(Dataset entries)
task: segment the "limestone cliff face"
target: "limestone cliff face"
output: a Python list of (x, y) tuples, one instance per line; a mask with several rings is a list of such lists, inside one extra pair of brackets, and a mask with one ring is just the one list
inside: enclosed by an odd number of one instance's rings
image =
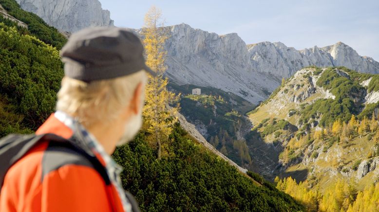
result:
[(341, 42), (298, 51), (280, 42), (246, 45), (236, 34), (219, 35), (184, 23), (166, 29), (167, 74), (172, 81), (220, 88), (253, 103), (266, 98), (282, 77), (309, 66), (379, 73), (379, 63)]
[(297, 70), (313, 65), (345, 66), (359, 72), (379, 73), (379, 63), (371, 57), (360, 56), (351, 47), (341, 42), (300, 51), (281, 42), (264, 42), (248, 46), (254, 69), (278, 77), (287, 78)]
[(179, 85), (231, 92), (253, 103), (264, 100), (280, 79), (251, 65), (246, 44), (235, 33), (219, 35), (182, 24), (168, 27), (167, 75)]
[(90, 26), (113, 26), (110, 12), (98, 0), (16, 0), (21, 7), (41, 17), (48, 24), (74, 32)]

§ **Instructions for the task**
Rewrite the data above with each "limestone" changed to "sandstone" and everything else left as it is. Leave the pictures out.

§ **Expected answer**
task: segment the "sandstone cliff face"
target: "sandstone cliff face"
output: a Python list of (x, y) tuples, one instance per line; a mask with several rings is a list of such lists, inside one extra pair of brackets, and a mask with one ring is just the one list
inside: enclosed by an odd number of one instance's rings
image =
result:
[(341, 42), (298, 51), (280, 42), (246, 45), (236, 34), (219, 35), (184, 23), (166, 29), (167, 74), (172, 81), (220, 88), (253, 103), (266, 98), (282, 77), (309, 66), (379, 73), (379, 63)]
[(297, 70), (313, 65), (345, 66), (359, 72), (379, 73), (379, 63), (371, 57), (360, 56), (351, 47), (341, 42), (300, 51), (281, 42), (264, 42), (248, 46), (254, 69), (278, 77), (287, 78)]
[(179, 85), (231, 92), (253, 103), (264, 100), (280, 79), (251, 65), (246, 44), (235, 33), (219, 35), (182, 24), (168, 27), (167, 75)]
[(90, 26), (113, 26), (110, 12), (98, 0), (16, 0), (21, 7), (41, 17), (48, 24), (74, 32)]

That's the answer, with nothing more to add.